Segundo domingo de Cuaresma
Antífona de entrada
Oigo en mi corazón: «Buscad mi rostro». Tu rostro buscaré, Señor. No me escondas tu rostro (Sal 26,8-9).
O bien:
Recuerda, Señor, que tu ternura y tu misericordia son eternas. Que no triunfen de nosotros nuestros enemigos; sálvanos, Dios de Israel, de todos nuestros peligros (cf. Sal 24,6. 2. 22).
Oración colecta
Oh, Dios, que nos has mandado escuchar a tu Hijo amado, alimenta nuestro espíritu con tu palabra; para que, con mirada limpia, contemplemos gozosos la gloria de tu rostro. Por nuestro Señor Jesucristo.
Lectura del libro del Génesis - 22,1-2. 9a. 10-13. 15-18
En aquellos días, Dios puso a prueba a Abraham. Le dijo: «¡Abraham!» Él respondió: «Aquí estoy». Dios dijo: «Toma a tu hijo único, al que amas, a Isaac, y vete a la tierra de Moria y ofrécemelo allí en holocausto en uno de los montes que yo te indicaré». Cuando llegaron al sitio que le había dicho Dios, Abraham levantó allí el altar y apiló la leña, luego ató a su hijo Isaac y lo puso sobre el altar, encima de la leña. Entonces Abraham alargó la mano y tomó el cuchillo para degollar a su hijo. Pero el ángel del Señor le gritó desde el cielo: «¡Abraham, Abraham!» Él contestó: «Aquí estoy». El ángel le ordenó: «No alargues la mano contra el muchacho ni le hagas nada. Ahora he comprobado que temes a Dios, porque no te has reservado a tu hijo, a tu único hijo». Abraham levantó los ojos y vio un carnero enredado por los cuernos en la maleza. Se acercó, tomó el carnero y lo ofreció en holocausto en lugar de su hijo. El ángel del Señor llamó a Abraham por segunda vez desde el cielo y le dijo: «Juro por mí mismo, oráculo del Señor: por haber hecho esto, por no haberte reservado tu hijo, tu hijo único, te colmaré de bendiciones y multiplicaré a tus descendientes como las estrellas del cielo y como la arena de la playa. Tus descendientes conquistarán las puertas de sus enemigos. Todas las naciones de la tierra se bendecirán con tu descendencia, porque has escuchado mi voz».
--------------------
● **OBJETIVO PLANTEADO A**: Reúne todas las líneas de las entradas que contengan la palabra «painted», distinguiendo entre mayúsculas y minúsculas.
El texto litúrgico y las entradas no guardan ninguna relación entre sí.

● **LISTADO**:
--------------------
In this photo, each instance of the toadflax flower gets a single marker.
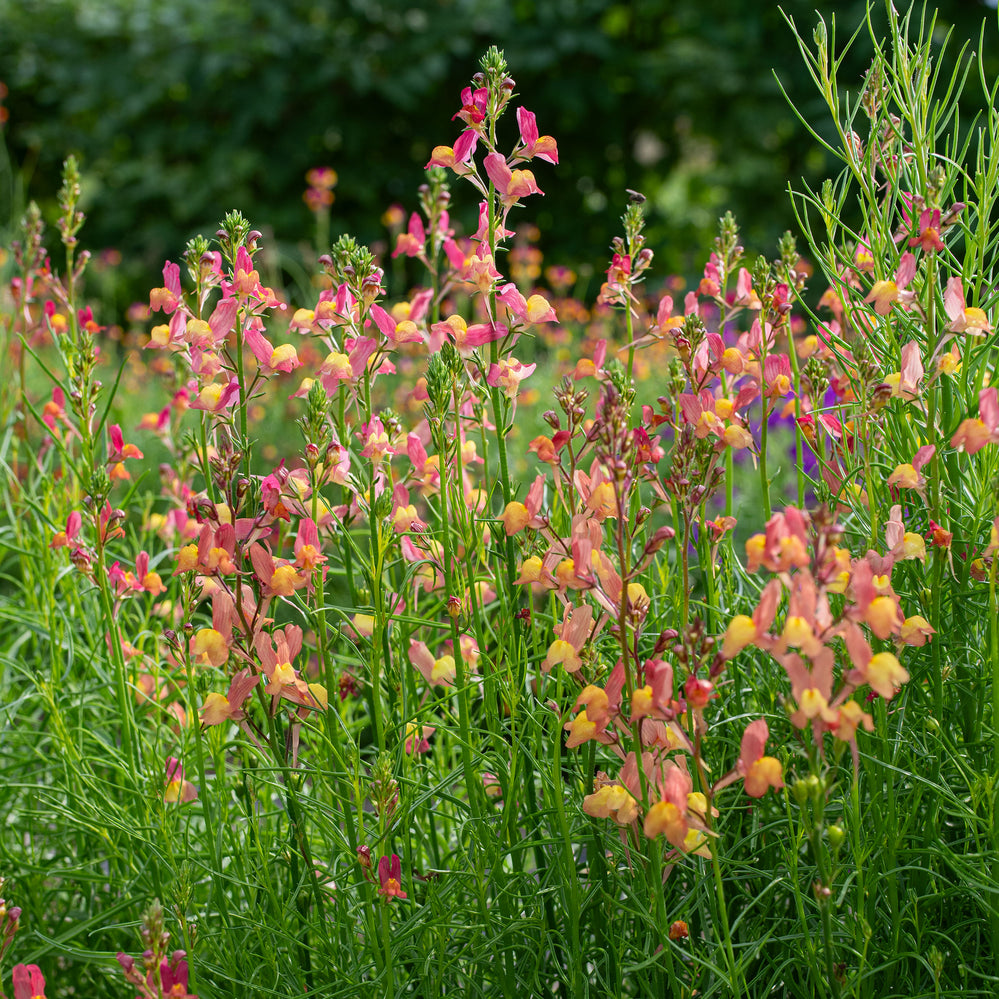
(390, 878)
--------------------
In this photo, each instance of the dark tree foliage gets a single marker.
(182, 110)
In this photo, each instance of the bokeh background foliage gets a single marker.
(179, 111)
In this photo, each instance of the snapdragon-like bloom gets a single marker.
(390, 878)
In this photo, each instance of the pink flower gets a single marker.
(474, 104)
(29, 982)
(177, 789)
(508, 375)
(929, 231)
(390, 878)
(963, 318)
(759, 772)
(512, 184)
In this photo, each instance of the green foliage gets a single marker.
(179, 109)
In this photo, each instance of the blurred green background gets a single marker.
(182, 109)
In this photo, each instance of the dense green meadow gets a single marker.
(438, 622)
--------------------
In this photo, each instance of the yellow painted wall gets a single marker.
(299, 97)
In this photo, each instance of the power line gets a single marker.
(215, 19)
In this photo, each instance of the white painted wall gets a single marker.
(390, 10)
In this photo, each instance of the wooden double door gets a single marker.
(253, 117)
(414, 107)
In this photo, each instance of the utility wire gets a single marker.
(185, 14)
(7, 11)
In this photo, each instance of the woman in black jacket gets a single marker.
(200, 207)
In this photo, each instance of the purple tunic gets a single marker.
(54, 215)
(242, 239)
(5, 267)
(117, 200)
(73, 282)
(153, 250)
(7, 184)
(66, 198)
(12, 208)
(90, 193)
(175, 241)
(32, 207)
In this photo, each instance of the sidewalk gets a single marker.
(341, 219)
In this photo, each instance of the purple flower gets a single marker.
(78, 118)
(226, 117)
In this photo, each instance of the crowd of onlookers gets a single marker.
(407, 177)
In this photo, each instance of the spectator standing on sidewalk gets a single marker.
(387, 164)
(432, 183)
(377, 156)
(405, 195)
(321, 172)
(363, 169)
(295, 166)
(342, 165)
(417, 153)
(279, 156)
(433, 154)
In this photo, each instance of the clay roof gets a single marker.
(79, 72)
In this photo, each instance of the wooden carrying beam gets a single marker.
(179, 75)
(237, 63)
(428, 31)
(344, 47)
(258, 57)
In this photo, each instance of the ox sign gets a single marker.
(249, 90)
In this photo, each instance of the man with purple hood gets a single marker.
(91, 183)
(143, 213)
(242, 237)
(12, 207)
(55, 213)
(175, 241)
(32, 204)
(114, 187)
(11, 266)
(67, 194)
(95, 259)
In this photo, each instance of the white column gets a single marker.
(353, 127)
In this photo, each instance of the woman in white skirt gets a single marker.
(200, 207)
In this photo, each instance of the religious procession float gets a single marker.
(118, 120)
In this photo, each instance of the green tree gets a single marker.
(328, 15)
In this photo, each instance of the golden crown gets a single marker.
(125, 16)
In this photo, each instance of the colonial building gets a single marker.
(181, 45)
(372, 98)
--------------------
● **OBJETIVO PLANTEADO B**: Devuelve literalmente el fragmento del texto litúrgico que comienza con las palabras que contienen «Oración colecta» y termina con «nuestro Señor Jesucristo.».

● **RESULTADO DEL EJERCICIO A**:
In this photo, each instance of the yellow painted wall gets a single marker.
In this photo, each instance of the white painted wall gets a single marker.

● **RESULTADO DEL EJERCICIO B**:
Oración colecta
Oh, Dios, que nos has mandado escuchar a tu Hijo amado, alimenta nuestro espíritu con tu palabra; para que, con mirada limpia, contemplemos gozosos la gloria de tu rostro. Por nuestro Señor Jesucristo.